### Working data
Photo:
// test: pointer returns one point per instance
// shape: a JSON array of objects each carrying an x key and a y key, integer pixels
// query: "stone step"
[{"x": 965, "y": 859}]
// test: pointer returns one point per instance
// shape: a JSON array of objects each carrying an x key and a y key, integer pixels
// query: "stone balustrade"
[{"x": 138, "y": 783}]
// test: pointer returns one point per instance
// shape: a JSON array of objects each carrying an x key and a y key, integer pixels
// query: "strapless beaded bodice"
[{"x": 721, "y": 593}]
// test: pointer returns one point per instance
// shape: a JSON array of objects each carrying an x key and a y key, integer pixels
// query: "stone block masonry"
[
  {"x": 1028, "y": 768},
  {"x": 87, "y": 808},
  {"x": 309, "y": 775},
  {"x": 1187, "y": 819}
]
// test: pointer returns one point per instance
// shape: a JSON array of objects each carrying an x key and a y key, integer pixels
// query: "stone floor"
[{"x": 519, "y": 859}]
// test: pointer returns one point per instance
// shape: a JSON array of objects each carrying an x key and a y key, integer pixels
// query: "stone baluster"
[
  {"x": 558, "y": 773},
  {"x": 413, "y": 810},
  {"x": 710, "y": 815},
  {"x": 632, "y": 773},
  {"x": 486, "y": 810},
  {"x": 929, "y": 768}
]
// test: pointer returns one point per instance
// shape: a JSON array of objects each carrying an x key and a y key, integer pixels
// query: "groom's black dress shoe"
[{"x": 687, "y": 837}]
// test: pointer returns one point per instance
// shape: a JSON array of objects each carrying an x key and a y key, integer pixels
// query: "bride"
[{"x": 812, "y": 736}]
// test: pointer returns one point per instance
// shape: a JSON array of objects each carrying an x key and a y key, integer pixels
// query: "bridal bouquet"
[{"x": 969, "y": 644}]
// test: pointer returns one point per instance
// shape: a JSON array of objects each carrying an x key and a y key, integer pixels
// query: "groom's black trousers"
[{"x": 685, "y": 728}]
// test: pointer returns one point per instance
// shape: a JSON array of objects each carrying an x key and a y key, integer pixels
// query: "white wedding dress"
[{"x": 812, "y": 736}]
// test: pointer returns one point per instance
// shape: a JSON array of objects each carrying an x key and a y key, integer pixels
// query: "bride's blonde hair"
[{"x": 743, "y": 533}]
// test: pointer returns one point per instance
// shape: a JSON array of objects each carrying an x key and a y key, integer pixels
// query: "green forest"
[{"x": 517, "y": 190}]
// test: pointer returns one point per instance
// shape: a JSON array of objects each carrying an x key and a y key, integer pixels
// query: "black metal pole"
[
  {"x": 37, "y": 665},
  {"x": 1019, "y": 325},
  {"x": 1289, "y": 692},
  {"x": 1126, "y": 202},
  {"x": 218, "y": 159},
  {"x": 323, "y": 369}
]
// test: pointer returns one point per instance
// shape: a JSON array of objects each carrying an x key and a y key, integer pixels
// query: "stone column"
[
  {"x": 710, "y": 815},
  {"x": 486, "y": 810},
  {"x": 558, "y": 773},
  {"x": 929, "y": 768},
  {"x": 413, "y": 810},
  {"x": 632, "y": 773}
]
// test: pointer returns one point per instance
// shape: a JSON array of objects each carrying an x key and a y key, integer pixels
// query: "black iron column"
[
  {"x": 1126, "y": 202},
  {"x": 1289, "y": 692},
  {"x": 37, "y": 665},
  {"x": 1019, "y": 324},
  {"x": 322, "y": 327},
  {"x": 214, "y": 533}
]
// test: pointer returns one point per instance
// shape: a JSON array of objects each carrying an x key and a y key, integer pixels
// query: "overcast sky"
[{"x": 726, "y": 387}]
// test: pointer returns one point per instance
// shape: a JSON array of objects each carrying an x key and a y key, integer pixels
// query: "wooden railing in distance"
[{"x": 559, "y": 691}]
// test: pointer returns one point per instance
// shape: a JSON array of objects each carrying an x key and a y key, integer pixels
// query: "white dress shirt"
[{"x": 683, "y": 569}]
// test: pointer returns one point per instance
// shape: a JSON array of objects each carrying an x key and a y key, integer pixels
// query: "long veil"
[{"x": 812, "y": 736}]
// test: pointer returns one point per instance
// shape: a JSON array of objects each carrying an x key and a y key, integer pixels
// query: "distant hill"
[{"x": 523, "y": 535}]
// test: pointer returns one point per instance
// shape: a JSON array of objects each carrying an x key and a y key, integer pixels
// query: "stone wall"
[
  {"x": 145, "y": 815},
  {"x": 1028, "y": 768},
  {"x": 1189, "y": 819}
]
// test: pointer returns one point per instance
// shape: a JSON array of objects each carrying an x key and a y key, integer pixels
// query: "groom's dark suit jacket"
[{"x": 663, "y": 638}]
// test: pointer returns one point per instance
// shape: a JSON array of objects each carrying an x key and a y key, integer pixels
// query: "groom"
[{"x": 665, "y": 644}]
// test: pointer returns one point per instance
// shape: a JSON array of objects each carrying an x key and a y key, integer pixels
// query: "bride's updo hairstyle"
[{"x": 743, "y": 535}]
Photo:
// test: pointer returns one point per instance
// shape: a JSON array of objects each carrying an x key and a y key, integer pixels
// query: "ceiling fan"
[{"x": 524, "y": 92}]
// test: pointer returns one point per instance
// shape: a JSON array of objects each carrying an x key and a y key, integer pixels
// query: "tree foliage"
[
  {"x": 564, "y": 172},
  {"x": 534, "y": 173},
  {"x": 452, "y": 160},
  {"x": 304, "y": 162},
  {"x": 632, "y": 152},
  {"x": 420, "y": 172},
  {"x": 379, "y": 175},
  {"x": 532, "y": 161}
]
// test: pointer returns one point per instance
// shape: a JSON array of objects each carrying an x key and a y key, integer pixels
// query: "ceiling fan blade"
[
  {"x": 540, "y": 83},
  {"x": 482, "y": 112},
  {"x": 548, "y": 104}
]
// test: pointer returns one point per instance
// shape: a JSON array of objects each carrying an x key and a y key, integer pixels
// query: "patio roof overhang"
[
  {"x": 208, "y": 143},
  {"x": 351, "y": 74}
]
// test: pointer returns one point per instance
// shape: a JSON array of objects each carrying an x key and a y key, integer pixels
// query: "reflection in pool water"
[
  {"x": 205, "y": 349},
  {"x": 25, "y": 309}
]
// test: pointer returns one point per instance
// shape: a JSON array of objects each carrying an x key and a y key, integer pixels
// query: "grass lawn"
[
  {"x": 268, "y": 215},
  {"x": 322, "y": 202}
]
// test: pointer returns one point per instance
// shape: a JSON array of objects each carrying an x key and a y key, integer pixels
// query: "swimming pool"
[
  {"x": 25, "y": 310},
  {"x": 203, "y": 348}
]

### Exercise prompt
Restate the entries. Match them exactly.

### Result of this exercise
Photo:
// test: pointer returns one point per instance
// shape: a JSON array of objects each carrying an x key and a y key, integer pixels
// query: "stone step"
[{"x": 965, "y": 859}]
// test: pointer returns one point per instance
// shape: a JSON array of objects each carrying an x key and a y key, integer pixels
// query: "stone balustrade"
[{"x": 138, "y": 783}]
// test: pointer returns one point per instance
// shape: a JSON array of objects each carrying an x key and a y key, integer pixels
// query: "strapless beaded bodice"
[{"x": 721, "y": 593}]
// test: pointer returns one point per instance
// shape: a JSON array of objects each carrying an x key and a y key, integer pixels
// query: "stone block masonry"
[
  {"x": 1028, "y": 768},
  {"x": 87, "y": 808},
  {"x": 309, "y": 775},
  {"x": 1187, "y": 819}
]
// test: pointer returns one point per instance
// shape: a JSON array of objects each carrying an x key and a y key, integer pixels
// query: "stone floor"
[{"x": 519, "y": 859}]
// test: pointer returns one point per instance
// shape: a JSON array of objects each carrying an x key and a y key, integer pixels
// query: "stone baluster"
[
  {"x": 558, "y": 773},
  {"x": 413, "y": 810},
  {"x": 710, "y": 815},
  {"x": 632, "y": 773},
  {"x": 486, "y": 810},
  {"x": 929, "y": 768}
]
// test: pointer returns one point per instance
// shape: a JSON array of objects each carrying an x key and a y key, integer pixels
// query: "groom's black dress shoe"
[{"x": 687, "y": 837}]
// test: pointer returns one point per instance
// shape: a JSON array of objects each carrying an x key and a y key, integer pixels
// query: "bride"
[{"x": 812, "y": 736}]
// test: pointer returns one point per instance
// shape: a JSON array of objects each carrying an x key and a y key, integer pixels
// query: "bridal bouquet"
[{"x": 969, "y": 644}]
// test: pointer returns one point per instance
// shape: a JSON array of objects each carrying an x key and a y key, integer pixels
// query: "groom's black trousers"
[{"x": 685, "y": 728}]
// test: pointer returns one point per instance
// shape: a JSON array of objects each carrying an x key and a y key, integer pixels
// query: "white wedding dress"
[{"x": 812, "y": 736}]
// test: pointer returns one point per instance
// shape: a JSON array of objects each carrying an x key and a y key, integer pixels
// query: "bride's blonde hair"
[{"x": 743, "y": 533}]
// test: pointer returns one point per instance
// shape: a JSON array of objects each carrying an x key and a y key, integer pixels
// query: "green forest"
[{"x": 517, "y": 190}]
// test: pointer returns one point per instance
// shape: a JSON array of objects each carrying an x key and a y key, integer pixels
// query: "black metal pole"
[
  {"x": 37, "y": 665},
  {"x": 1019, "y": 325},
  {"x": 1289, "y": 692},
  {"x": 1126, "y": 202},
  {"x": 218, "y": 159},
  {"x": 323, "y": 369}
]
// test: pointer returns one point per instance
// shape: a JSON array of objects each carrying an x key and a y key, integer pixels
// query: "stone column"
[
  {"x": 710, "y": 815},
  {"x": 486, "y": 810},
  {"x": 558, "y": 773},
  {"x": 929, "y": 768},
  {"x": 413, "y": 810},
  {"x": 632, "y": 773}
]
// test: pointer returns one point per instance
// shape: a JSON array of objects each carrying an x key and a y key, integer pixels
// query: "black iron column"
[
  {"x": 1126, "y": 202},
  {"x": 1289, "y": 692},
  {"x": 37, "y": 665},
  {"x": 1019, "y": 324},
  {"x": 322, "y": 327},
  {"x": 214, "y": 533}
]
// test: pointer returns one point per instance
// shape: a JSON array of objects each carrying an x key and a y key, integer pixels
// query: "overcast sky"
[{"x": 726, "y": 387}]
// test: pointer returns one point per instance
// shape: a JSON array of objects each carrying an x key and a y key, integer pixels
// query: "wooden railing in distance"
[{"x": 559, "y": 691}]
// test: pointer returns one point per instance
// shape: a JSON array of objects each carrying an x key and a y key, integer pixels
// query: "white dress shirt"
[{"x": 683, "y": 569}]
// test: pointer returns one point per instance
// shape: a JSON array of objects each carrying an x key and a y key, integer pixels
// query: "long veil"
[{"x": 812, "y": 736}]
// test: pointer returns one point per instance
// shape: a JSON array of objects each carrying an x key and a y key, integer pixels
// query: "distant hill"
[{"x": 523, "y": 535}]
// test: pointer returns one point per instance
// shape: a JSON array of objects each carrying an x key and a y key, integer pixels
// query: "stone wall"
[
  {"x": 145, "y": 815},
  {"x": 1028, "y": 768},
  {"x": 1189, "y": 819}
]
// test: pointer returns one point per instance
// shape: a JSON array of objects each carrying an x key and a y key, integer pixels
// query: "groom's dark suit jacket"
[{"x": 663, "y": 638}]
// test: pointer returns one point per instance
// shape: a JSON array of objects each carrying an x key and a y key, integer pixels
// query: "groom"
[{"x": 665, "y": 644}]
// test: pointer returns one point per instance
// shape: a JSON array of objects each carrying an x key and a y key, integer pixels
// query: "bride's updo hairstyle"
[{"x": 743, "y": 535}]
Photo:
// test: pointer returns one point per instance
// shape: a JSON array of objects each carrying an x key and a y key, integer pixels
// query: "ceiling fan"
[{"x": 524, "y": 92}]
// test: pointer returns one point per instance
// shape: a JSON array of objects each carrying an x key and a y key, integer pixels
// query: "tree foliage"
[
  {"x": 564, "y": 172},
  {"x": 534, "y": 173},
  {"x": 452, "y": 160},
  {"x": 304, "y": 162},
  {"x": 632, "y": 152},
  {"x": 420, "y": 172},
  {"x": 379, "y": 175},
  {"x": 532, "y": 161}
]
// test: pointer returns one point per instance
// shape: a JSON array of objects each carrying an x key and a y key, integer pixels
// query: "ceiling fan blade"
[
  {"x": 540, "y": 83},
  {"x": 482, "y": 112},
  {"x": 548, "y": 104}
]
// test: pointer returns one point per instance
// shape: a JSON array of objects each carrying an x key and a y key, integer pixels
// query: "patio roof overhang"
[
  {"x": 208, "y": 143},
  {"x": 351, "y": 74}
]
// test: pointer returns one point per instance
// shape: a JSON array of objects each carrying an x key and a y key, integer pixels
// query: "reflection in pool water"
[
  {"x": 205, "y": 349},
  {"x": 25, "y": 309}
]
// test: pointer returns one point per instance
// shape: a JSON array of objects each carrying an x key and a y key, integer pixels
// query: "grass lawn"
[
  {"x": 268, "y": 215},
  {"x": 322, "y": 202}
]
// test: pointer returns one point per instance
// shape: a JSON array of objects each carrying an x key and a y key, integer pixels
// query: "swimming pool"
[
  {"x": 25, "y": 310},
  {"x": 203, "y": 348}
]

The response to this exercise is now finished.